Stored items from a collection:
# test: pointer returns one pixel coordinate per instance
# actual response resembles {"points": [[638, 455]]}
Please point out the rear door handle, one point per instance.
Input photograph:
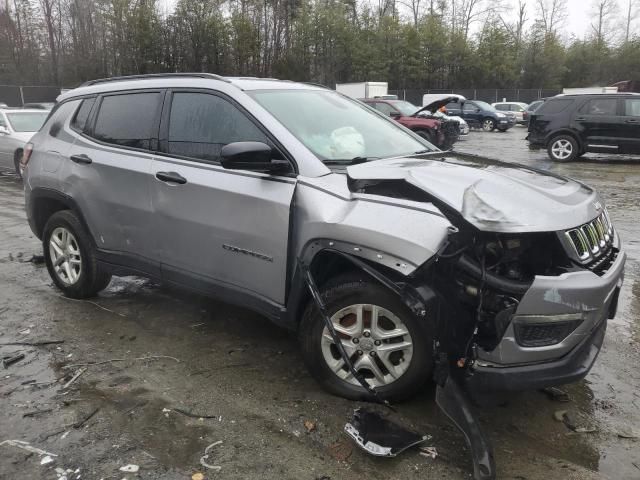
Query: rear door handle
{"points": [[171, 177], [82, 158]]}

WHAT TO PRODUCE: Please write out these rows again, swapping "rear" for "front" wherever it occurs and keeping everything else the same. Omit the pictures.

WRITTEN SOLUTION:
# test: pointer returns one pixel coordinate per instance
# actual response resembles {"points": [[638, 455]]}
Please point out the front door handle, one point per instance.
Input photograph:
Query: front door handle
{"points": [[171, 177], [82, 158]]}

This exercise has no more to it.